Task directions: Copy out the data from the line containing "Exercise. Tag the tree" through the final line of the data, including both, and reproduce those lines word for word.

Data for this exercise:
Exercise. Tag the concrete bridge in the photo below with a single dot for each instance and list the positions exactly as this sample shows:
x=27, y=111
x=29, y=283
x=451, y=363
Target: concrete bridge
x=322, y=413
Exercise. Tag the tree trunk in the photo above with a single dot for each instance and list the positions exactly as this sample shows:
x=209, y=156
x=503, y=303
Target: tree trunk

Solution below:
Exercise. Tag the tree trunk in the photo above with a single dot for each instance and list the positions exactly as this sample shows:
x=209, y=156
x=503, y=303
Target: tree trunk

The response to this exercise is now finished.